## START Article

East Hampton School District officials remain virtually silent about the September 29 suicide of a high school junior whose family and friends say he was bullied because he was gay.
District officials have declined requests to discuss the death of 16-year-old David Hernandez and instead issued a statement on Friday through Syntax, a public relations firm from Bohemia, that was attributed to Superintendent Richard Burns.
“Our school district maintains a progressive, affirming culture of respect and acceptance through student-centered programs and services for families,” the superintendent’s statement said in part. “These include everything from our Gay-Straight Alliance clubs to character education, anti-bias programs, cyberbullying awareness for students and parents, suicide prevention workshops, and numerous other efforts.”
“We consider our district to be in the vanguard with regard to these efforts,” said the statement, which did not address specific claims made by the boy’s mother and other people in an article published in last week’s East Hampton Star. Neither Mr. Burns nor the high school principal, Adam Fine, would agree to discuss the matter.
Carmita Barros, David’s mother, told The Star that her son was bullied because he was gay and that school officials ignored his predicament because he was Latino. David arrived in this country from Ecuador about three years ago after his mother and then his older sister had gained a foothold.
Neither Ms. Barros nor several people who criticized the school district at a private meeting at the family’s East Hampton home on October 4 responded to requests for comment.

## END Article

* To-do list:
#1 Answer these from the article:
(a) Which public relations firm issued the superintendent's statement, and where is it based?
(b) On what date did David Hernandez die?
(c) What country did David come from, and about how long ago did he arrive?
#2 Retype the lines in the records from the line that contains "Instruction for annotators: The target label is stone ruin." up to and including the line that contains "[599,362,814,441]".

## START Data section

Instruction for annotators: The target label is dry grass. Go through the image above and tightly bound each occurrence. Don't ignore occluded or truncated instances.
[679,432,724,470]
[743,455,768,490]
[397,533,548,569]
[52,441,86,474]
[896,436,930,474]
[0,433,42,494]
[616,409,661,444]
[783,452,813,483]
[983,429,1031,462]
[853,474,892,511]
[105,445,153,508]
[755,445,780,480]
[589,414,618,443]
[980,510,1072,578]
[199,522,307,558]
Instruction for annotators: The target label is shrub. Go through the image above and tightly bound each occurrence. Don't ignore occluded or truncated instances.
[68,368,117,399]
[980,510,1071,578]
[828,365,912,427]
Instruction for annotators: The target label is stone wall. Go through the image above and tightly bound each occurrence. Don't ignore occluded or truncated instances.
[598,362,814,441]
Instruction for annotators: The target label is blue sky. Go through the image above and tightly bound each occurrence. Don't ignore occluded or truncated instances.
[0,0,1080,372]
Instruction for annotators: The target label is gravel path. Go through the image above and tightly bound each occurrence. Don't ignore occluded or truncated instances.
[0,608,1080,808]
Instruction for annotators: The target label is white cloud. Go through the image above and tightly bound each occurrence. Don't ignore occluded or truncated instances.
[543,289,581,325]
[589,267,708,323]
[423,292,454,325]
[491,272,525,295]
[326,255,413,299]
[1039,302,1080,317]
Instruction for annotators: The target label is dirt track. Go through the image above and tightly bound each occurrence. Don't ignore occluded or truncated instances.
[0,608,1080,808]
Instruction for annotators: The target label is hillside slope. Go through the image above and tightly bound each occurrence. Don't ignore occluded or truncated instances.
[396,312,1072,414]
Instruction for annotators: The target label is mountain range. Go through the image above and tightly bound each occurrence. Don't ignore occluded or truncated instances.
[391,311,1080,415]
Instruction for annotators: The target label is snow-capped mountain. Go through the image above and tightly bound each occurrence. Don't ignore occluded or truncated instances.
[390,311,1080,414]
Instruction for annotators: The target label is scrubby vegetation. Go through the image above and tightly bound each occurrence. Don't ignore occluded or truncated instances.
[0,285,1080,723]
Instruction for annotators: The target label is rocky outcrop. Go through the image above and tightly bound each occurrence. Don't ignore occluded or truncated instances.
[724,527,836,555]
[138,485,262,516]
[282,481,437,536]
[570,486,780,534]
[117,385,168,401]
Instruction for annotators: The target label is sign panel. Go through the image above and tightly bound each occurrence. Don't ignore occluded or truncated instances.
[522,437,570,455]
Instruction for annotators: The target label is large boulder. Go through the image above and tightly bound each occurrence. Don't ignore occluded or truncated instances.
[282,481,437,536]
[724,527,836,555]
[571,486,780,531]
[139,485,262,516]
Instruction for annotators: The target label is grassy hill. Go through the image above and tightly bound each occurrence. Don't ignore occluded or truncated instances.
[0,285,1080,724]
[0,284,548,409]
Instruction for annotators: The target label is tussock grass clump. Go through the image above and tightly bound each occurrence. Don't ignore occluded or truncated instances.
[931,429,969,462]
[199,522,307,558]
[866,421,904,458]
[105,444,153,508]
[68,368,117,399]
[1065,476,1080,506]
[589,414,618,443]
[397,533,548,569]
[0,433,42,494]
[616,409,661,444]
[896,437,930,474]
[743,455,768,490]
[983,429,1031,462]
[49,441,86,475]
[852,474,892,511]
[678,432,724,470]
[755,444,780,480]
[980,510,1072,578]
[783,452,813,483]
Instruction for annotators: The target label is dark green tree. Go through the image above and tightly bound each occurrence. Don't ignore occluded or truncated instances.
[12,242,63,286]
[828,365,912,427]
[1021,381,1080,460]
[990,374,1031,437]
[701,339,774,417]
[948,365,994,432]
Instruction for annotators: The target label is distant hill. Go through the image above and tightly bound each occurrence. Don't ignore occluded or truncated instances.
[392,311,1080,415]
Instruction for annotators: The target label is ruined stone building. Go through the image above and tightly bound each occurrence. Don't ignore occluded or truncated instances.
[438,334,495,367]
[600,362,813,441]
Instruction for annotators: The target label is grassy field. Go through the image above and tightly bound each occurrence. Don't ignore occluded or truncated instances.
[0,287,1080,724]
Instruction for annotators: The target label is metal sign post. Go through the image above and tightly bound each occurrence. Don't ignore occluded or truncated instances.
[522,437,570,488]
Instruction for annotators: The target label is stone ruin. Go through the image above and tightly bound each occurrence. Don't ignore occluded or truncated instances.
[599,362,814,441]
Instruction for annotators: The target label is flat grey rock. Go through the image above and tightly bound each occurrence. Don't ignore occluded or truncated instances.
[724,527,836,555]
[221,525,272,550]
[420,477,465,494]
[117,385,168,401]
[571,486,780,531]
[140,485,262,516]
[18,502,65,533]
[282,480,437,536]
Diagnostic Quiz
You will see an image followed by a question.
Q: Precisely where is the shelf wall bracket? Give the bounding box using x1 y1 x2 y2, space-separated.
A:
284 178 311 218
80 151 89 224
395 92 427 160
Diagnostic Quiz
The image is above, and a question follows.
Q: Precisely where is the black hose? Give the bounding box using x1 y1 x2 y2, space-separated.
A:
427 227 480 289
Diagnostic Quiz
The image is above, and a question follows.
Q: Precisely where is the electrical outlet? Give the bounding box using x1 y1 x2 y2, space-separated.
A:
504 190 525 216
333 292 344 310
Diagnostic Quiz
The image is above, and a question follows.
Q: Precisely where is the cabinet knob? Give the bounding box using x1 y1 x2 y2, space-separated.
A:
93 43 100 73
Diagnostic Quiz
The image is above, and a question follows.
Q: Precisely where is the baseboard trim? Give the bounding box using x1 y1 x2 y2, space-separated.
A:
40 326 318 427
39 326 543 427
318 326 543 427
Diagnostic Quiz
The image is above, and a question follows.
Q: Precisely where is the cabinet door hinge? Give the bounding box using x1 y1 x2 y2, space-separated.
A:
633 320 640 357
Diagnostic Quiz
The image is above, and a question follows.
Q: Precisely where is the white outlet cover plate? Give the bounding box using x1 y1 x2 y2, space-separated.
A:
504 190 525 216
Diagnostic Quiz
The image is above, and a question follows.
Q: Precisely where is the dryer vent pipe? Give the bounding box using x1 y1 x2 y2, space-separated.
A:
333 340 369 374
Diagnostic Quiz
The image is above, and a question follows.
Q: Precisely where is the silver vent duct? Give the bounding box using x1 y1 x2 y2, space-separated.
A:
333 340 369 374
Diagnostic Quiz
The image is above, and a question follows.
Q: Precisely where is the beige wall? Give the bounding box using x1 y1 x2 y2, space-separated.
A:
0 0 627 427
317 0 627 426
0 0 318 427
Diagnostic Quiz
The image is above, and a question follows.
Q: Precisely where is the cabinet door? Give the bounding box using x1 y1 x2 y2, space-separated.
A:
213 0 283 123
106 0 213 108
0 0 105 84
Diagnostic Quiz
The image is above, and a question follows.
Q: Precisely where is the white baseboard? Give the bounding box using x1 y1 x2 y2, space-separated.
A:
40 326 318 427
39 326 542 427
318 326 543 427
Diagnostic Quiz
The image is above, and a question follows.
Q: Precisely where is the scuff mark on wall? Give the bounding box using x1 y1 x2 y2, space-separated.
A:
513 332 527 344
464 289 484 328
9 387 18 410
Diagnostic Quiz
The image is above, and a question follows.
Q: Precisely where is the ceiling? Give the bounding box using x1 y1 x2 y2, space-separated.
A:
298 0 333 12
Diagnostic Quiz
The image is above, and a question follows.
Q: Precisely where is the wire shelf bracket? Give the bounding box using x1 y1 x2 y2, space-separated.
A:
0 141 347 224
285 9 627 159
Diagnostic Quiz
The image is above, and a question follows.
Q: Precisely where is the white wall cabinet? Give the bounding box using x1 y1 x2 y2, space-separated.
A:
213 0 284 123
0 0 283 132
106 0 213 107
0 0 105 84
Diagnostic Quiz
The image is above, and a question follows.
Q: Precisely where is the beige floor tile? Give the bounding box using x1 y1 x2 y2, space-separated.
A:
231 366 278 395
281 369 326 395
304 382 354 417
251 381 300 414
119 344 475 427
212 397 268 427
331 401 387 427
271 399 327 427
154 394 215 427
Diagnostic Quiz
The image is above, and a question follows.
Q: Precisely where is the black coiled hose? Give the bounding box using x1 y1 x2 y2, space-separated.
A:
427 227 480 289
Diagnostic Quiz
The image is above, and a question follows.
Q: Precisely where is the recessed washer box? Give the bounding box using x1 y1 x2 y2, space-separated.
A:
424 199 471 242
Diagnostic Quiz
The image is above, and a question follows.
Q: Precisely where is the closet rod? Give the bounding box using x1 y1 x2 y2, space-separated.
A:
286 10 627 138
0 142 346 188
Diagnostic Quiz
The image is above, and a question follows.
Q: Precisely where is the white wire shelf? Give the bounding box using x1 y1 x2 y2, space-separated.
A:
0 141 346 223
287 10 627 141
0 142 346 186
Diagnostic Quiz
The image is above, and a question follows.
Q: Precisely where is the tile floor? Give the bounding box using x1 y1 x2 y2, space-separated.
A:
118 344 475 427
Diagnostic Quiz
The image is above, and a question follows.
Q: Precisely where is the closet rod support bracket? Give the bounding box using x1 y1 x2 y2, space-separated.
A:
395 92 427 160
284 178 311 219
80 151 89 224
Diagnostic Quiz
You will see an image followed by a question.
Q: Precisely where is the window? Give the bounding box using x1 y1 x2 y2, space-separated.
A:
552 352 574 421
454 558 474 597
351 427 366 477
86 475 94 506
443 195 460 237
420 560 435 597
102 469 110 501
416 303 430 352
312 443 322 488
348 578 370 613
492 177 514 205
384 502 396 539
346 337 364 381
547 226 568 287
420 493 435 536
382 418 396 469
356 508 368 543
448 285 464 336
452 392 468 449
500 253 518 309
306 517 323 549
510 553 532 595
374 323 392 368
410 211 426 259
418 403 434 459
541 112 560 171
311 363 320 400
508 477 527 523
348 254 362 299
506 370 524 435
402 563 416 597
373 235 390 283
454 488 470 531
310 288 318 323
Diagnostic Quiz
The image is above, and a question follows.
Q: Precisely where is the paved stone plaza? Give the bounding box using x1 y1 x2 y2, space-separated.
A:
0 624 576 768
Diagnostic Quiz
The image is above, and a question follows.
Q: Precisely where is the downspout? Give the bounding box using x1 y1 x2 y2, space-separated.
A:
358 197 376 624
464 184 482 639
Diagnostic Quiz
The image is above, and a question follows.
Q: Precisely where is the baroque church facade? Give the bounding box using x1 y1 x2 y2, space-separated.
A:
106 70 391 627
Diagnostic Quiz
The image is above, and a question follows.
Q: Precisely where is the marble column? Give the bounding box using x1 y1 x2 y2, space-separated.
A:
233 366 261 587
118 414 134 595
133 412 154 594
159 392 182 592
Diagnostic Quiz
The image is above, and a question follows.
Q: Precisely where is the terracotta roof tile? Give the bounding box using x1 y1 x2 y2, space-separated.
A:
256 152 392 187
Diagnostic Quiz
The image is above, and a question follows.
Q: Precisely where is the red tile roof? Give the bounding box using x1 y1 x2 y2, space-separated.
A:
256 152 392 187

## END Data section

* Final results:
#1
(a) Syntax, a public relations firm from Bohemia.
(b) September 29.
(c) Ecuador, about three years ago.

#2
Instruction for annotators: The target label is stone ruin. Go through the image above and tightly bound each occurrence. Don't ignore occluded or truncated instances.
[599,362,814,441]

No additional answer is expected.